WHAT IS EXPECTED →
Lines from the listing below that contain the string "dark" are to be reported.

BEGIN

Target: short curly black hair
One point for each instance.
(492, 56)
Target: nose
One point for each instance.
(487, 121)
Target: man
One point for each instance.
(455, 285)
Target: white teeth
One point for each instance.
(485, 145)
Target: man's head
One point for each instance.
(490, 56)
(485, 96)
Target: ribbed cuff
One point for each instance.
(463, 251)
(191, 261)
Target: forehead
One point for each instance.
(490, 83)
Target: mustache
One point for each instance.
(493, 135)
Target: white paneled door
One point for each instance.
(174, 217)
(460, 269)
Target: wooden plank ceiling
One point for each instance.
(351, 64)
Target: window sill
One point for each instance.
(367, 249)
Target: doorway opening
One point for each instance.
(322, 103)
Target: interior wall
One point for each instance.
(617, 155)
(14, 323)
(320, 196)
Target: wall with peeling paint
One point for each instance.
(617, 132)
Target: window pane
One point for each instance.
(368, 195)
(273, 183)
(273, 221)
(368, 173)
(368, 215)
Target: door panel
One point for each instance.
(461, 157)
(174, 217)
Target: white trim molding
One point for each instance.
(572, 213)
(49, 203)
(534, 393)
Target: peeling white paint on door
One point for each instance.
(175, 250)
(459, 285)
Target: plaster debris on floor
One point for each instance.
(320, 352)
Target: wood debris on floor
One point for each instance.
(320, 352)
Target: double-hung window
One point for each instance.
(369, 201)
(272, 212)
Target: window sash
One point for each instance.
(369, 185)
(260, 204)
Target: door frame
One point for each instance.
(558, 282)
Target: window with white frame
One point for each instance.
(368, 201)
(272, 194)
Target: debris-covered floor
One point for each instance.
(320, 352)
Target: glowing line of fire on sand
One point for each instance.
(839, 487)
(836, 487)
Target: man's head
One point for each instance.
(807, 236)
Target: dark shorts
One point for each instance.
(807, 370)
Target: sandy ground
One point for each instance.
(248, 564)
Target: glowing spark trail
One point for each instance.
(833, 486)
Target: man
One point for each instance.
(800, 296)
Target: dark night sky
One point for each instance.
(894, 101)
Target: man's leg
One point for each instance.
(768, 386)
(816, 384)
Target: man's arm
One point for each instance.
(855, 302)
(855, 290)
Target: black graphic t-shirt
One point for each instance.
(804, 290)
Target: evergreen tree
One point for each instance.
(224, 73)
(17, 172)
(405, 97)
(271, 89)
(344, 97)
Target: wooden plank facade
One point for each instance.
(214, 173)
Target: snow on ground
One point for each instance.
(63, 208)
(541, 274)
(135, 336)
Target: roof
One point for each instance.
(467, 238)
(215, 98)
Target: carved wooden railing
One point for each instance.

END

WRITTEN RESPONSE →
Target: dark shorts
Target: dark night sky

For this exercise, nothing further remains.